[Pointing dataset excerpts]
--------------------

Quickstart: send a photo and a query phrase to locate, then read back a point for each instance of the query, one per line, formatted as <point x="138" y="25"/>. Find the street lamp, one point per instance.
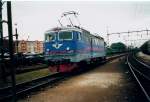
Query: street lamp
<point x="16" y="38"/>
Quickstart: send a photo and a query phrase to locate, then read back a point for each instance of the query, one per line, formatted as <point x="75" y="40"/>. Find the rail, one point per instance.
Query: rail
<point x="132" y="62"/>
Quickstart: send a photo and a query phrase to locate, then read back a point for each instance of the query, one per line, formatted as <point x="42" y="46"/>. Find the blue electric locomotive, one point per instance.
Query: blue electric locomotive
<point x="68" y="47"/>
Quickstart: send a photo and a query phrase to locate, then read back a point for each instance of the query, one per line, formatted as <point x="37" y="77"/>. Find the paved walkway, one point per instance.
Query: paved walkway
<point x="107" y="83"/>
<point x="146" y="58"/>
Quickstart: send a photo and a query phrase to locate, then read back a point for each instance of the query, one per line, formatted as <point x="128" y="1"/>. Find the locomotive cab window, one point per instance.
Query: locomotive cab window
<point x="65" y="36"/>
<point x="49" y="37"/>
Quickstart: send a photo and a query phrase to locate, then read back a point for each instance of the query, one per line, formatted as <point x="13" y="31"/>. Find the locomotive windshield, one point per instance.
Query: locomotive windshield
<point x="50" y="37"/>
<point x="65" y="35"/>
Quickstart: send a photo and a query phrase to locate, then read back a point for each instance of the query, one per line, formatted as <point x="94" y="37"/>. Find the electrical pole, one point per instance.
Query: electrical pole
<point x="1" y="44"/>
<point x="11" y="50"/>
<point x="16" y="39"/>
<point x="107" y="37"/>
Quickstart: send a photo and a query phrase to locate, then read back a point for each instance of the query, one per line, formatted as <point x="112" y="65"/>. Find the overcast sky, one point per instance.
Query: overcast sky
<point x="34" y="18"/>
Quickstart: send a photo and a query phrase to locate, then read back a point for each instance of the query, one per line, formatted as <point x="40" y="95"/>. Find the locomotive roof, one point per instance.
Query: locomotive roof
<point x="75" y="28"/>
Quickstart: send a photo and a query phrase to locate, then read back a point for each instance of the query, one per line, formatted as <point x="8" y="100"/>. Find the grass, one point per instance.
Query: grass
<point x="28" y="76"/>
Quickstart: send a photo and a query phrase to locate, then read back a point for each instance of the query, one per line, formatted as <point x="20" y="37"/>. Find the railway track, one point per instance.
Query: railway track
<point x="141" y="73"/>
<point x="27" y="87"/>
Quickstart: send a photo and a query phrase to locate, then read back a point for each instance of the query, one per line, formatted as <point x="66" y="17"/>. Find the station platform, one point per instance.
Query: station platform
<point x="144" y="57"/>
<point x="110" y="82"/>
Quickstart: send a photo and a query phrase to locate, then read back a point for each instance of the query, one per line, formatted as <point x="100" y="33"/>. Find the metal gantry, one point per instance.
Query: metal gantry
<point x="128" y="34"/>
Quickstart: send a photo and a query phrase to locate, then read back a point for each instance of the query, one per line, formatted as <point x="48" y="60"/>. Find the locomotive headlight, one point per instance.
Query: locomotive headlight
<point x="68" y="48"/>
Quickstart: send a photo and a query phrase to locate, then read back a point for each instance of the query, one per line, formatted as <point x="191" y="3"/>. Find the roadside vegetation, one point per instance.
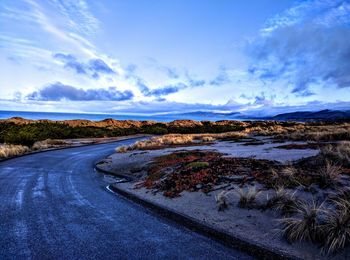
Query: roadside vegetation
<point x="10" y="150"/>
<point x="310" y="198"/>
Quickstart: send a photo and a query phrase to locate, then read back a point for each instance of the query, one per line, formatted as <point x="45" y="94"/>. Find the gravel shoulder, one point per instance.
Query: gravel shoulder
<point x="250" y="225"/>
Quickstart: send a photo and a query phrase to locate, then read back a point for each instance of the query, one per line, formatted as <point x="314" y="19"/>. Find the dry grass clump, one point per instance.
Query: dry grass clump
<point x="247" y="197"/>
<point x="306" y="224"/>
<point x="48" y="143"/>
<point x="159" y="142"/>
<point x="329" y="175"/>
<point x="283" y="201"/>
<point x="330" y="132"/>
<point x="338" y="153"/>
<point x="9" y="150"/>
<point x="222" y="200"/>
<point x="337" y="227"/>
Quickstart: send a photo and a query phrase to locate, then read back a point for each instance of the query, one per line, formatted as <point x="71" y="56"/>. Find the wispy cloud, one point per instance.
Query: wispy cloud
<point x="58" y="91"/>
<point x="306" y="45"/>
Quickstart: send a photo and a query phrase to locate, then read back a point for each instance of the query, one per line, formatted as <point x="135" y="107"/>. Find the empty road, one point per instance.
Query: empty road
<point x="53" y="205"/>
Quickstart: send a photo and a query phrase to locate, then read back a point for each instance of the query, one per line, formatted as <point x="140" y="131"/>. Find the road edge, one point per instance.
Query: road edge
<point x="254" y="249"/>
<point x="71" y="147"/>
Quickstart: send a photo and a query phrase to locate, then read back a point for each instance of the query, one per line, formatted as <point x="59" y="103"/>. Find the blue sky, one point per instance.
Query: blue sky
<point x="159" y="56"/>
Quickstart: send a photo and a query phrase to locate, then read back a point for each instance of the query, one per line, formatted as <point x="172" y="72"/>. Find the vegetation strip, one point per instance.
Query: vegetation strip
<point x="253" y="249"/>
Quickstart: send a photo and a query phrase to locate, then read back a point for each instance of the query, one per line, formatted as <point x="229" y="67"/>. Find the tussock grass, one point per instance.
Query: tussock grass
<point x="158" y="142"/>
<point x="9" y="150"/>
<point x="337" y="227"/>
<point x="338" y="153"/>
<point x="329" y="175"/>
<point x="222" y="200"/>
<point x="306" y="224"/>
<point x="283" y="201"/>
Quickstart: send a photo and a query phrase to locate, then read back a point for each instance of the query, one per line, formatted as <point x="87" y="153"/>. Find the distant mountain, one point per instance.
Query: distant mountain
<point x="323" y="115"/>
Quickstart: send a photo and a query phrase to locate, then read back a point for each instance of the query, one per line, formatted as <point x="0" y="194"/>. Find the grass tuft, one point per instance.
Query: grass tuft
<point x="305" y="225"/>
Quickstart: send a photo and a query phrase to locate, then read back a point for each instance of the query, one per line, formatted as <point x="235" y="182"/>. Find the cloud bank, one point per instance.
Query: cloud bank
<point x="58" y="91"/>
<point x="307" y="45"/>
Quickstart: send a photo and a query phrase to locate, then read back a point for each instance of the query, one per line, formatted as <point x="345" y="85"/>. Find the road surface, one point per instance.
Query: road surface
<point x="53" y="205"/>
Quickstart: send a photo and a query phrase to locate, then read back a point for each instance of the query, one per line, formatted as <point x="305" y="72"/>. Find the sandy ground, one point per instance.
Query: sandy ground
<point x="260" y="227"/>
<point x="134" y="162"/>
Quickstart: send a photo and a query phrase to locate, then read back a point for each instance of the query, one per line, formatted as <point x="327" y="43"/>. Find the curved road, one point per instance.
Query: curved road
<point x="53" y="205"/>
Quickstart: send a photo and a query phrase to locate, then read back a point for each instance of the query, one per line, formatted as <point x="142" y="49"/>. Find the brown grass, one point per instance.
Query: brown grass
<point x="9" y="150"/>
<point x="159" y="142"/>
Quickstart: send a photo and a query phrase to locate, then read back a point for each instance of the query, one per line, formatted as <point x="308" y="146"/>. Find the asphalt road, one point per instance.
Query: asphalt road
<point x="53" y="205"/>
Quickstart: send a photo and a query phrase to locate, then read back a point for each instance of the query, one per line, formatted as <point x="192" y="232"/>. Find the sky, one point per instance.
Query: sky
<point x="257" y="57"/>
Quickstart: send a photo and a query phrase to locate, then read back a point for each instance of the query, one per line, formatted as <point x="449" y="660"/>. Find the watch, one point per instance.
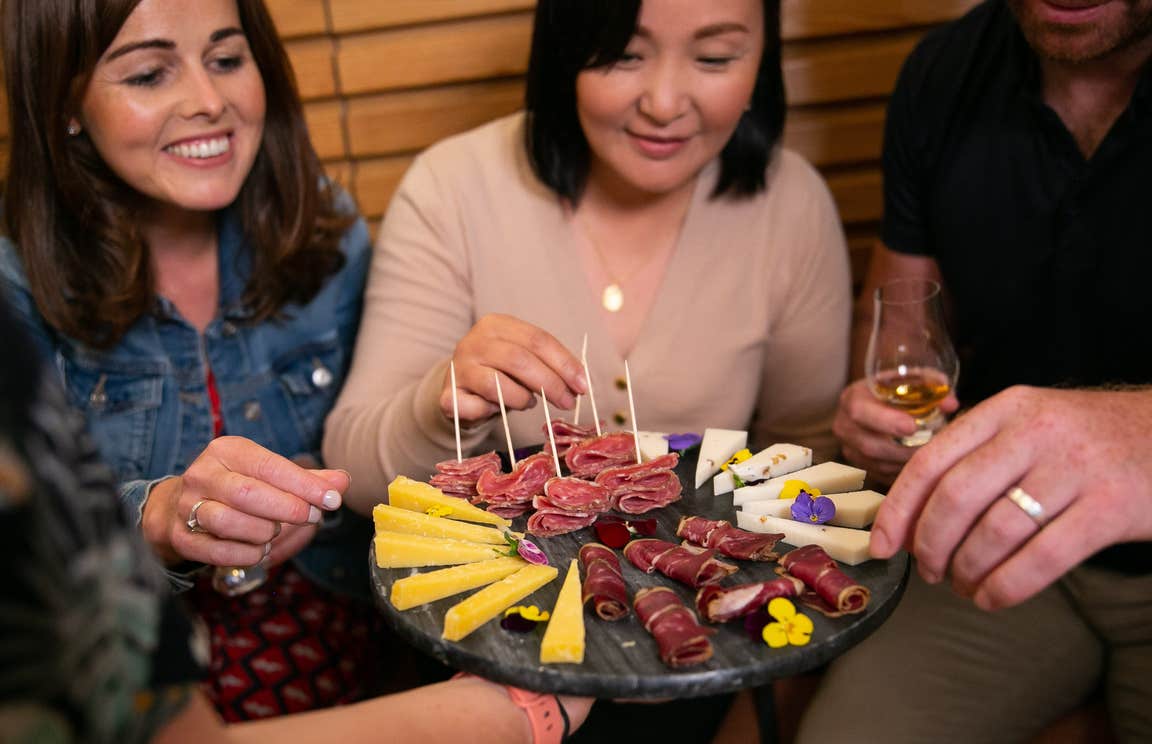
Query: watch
<point x="545" y="714"/>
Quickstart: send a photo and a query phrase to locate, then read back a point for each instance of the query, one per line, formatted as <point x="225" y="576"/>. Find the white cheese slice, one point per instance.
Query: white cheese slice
<point x="778" y="460"/>
<point x="722" y="483"/>
<point x="854" y="509"/>
<point x="846" y="545"/>
<point x="717" y="447"/>
<point x="652" y="445"/>
<point x="828" y="477"/>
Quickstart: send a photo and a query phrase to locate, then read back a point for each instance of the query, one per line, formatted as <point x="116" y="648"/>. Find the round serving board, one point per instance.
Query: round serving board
<point x="621" y="658"/>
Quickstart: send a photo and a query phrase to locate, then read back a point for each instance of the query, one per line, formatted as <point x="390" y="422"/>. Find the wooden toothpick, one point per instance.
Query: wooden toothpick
<point x="552" y="438"/>
<point x="631" y="409"/>
<point x="503" y="416"/>
<point x="455" y="409"/>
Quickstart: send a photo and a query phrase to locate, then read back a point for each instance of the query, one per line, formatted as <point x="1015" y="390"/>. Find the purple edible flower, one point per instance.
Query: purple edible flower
<point x="816" y="510"/>
<point x="680" y="442"/>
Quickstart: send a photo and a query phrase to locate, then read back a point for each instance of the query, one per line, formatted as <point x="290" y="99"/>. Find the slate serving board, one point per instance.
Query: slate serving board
<point x="621" y="658"/>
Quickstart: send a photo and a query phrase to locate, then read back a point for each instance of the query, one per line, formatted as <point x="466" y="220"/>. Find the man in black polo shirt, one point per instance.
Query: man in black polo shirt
<point x="1018" y="174"/>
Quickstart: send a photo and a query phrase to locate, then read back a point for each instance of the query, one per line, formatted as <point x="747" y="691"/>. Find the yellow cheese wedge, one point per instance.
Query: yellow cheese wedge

--------------------

Problem requirements → Beginning with the line that contains "slate serving board, one point per instance.", repeat every line through the end of the records and nothing more.

Full answer →
Quickstart: send a photo and a query phrase to locate, then read back a point for each instance of the query, one per line, formatted as <point x="290" y="99"/>. Find the slate serving board, one point per instance.
Query: slate serving board
<point x="621" y="658"/>
Quickstart: send a photo and a query phrase to locate, then read back a point for each instance of the query, one per line, formatted as <point x="466" y="220"/>. Find the man in black polo shirt, one point per instance.
Query: man in black polo shirt
<point x="1018" y="174"/>
Quickstart: send a photo and a query phrase to locate, then read back a point for each instance of the query, one per line, formatted as <point x="747" y="691"/>. Find the yellow cheese wedge, one point per instance.
Query: yellow cheese wedge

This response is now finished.